(Stored records)
+ + + + + + +
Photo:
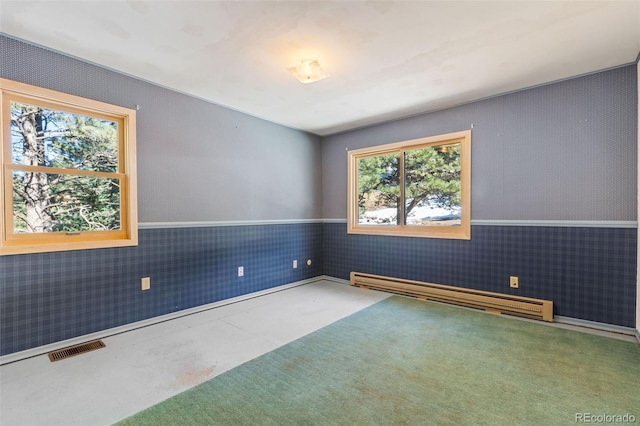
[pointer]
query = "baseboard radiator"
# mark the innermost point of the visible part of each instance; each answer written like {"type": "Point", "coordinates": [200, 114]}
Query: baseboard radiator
{"type": "Point", "coordinates": [489, 301]}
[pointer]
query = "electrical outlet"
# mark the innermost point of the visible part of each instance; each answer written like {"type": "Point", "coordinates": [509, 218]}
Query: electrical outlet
{"type": "Point", "coordinates": [145, 283]}
{"type": "Point", "coordinates": [513, 282]}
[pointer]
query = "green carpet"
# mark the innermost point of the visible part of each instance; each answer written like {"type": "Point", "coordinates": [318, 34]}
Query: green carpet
{"type": "Point", "coordinates": [405, 361]}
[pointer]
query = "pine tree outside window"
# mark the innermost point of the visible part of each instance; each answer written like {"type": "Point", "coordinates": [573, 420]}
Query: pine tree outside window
{"type": "Point", "coordinates": [415, 188]}
{"type": "Point", "coordinates": [68, 176]}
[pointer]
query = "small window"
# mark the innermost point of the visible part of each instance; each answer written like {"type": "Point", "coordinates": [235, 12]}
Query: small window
{"type": "Point", "coordinates": [68, 177]}
{"type": "Point", "coordinates": [416, 188]}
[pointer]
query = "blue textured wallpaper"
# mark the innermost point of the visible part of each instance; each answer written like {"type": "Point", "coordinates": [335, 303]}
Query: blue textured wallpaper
{"type": "Point", "coordinates": [588, 273]}
{"type": "Point", "coordinates": [50, 297]}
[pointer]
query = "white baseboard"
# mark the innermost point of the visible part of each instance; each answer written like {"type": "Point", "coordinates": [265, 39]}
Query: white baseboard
{"type": "Point", "coordinates": [41, 350]}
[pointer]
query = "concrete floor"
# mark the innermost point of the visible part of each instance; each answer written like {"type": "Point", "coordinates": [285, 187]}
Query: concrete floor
{"type": "Point", "coordinates": [142, 367]}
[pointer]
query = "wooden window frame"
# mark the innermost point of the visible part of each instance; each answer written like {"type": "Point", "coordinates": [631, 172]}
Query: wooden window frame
{"type": "Point", "coordinates": [12, 243]}
{"type": "Point", "coordinates": [463, 231]}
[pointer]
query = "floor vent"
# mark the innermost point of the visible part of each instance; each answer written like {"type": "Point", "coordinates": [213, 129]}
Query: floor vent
{"type": "Point", "coordinates": [491, 302]}
{"type": "Point", "coordinates": [75, 350]}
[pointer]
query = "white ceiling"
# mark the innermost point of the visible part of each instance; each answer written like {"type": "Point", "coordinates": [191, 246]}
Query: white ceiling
{"type": "Point", "coordinates": [387, 59]}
+ + + + + + +
→ Problem details:
Reproduce the material above in full and without alteration, but skip all pictures.

→ Response:
Photo:
[pointer]
query = "baseboard radiator"
# mark the innermost point of the visible part of each instance; each answer written like {"type": "Point", "coordinates": [200, 114]}
Query: baseboard radiator
{"type": "Point", "coordinates": [489, 301]}
[pointer]
query = "electrical outlet"
# mark the innermost point of the visible part of each instance; each answer written like {"type": "Point", "coordinates": [509, 218]}
Query: electrical outlet
{"type": "Point", "coordinates": [145, 283]}
{"type": "Point", "coordinates": [513, 282]}
[pointer]
query = "green carpet"
# mark the innermost point of the visible part of each instance; each answer written like {"type": "Point", "coordinates": [318, 34]}
Query: green carpet
{"type": "Point", "coordinates": [405, 361]}
[pointer]
query = "pine tree outside window"
# mark the innermost point of the visible part of each instance; each answer written like {"type": "Point", "coordinates": [573, 420]}
Query: pine tree outside window
{"type": "Point", "coordinates": [415, 188]}
{"type": "Point", "coordinates": [68, 176]}
[pointer]
query = "small window"
# mark the innermost point of the visible part of each instance; each answer written like {"type": "Point", "coordinates": [235, 12]}
Query: small window
{"type": "Point", "coordinates": [68, 177]}
{"type": "Point", "coordinates": [416, 188]}
[pointer]
query = "blue textured wallpaper"
# mark the innermost point of the visible part of each instance; each answer written like {"type": "Point", "coordinates": [335, 303]}
Query: blue textured wallpaper
{"type": "Point", "coordinates": [588, 273]}
{"type": "Point", "coordinates": [50, 297]}
[pointer]
query = "white baseboard"
# mark the innermost point of the visible part of each instance; each answer written like {"type": "Point", "coordinates": [265, 39]}
Query: white baseboard
{"type": "Point", "coordinates": [41, 350]}
[pointer]
query = "concrete floor"
# mark the innermost point of the visible part of each instance; each answer written like {"type": "Point", "coordinates": [285, 187]}
Query: concrete floor
{"type": "Point", "coordinates": [142, 367]}
[pointer]
query = "wooden window frame"
# mark the innermost point of the visible part of each instance; each answer written like {"type": "Point", "coordinates": [631, 172]}
Query: wooden window frame
{"type": "Point", "coordinates": [12, 243]}
{"type": "Point", "coordinates": [463, 231]}
[pointer]
query = "floor vent"
# mark the innermost point of the visible part of each instance; each answer written like {"type": "Point", "coordinates": [213, 129]}
Query: floor vent
{"type": "Point", "coordinates": [491, 302]}
{"type": "Point", "coordinates": [75, 350]}
[pointer]
query = "white ceiling"
# mark the innermost point of the visible part of each instance; each answer written like {"type": "Point", "coordinates": [191, 246]}
Query: white ceiling
{"type": "Point", "coordinates": [387, 59]}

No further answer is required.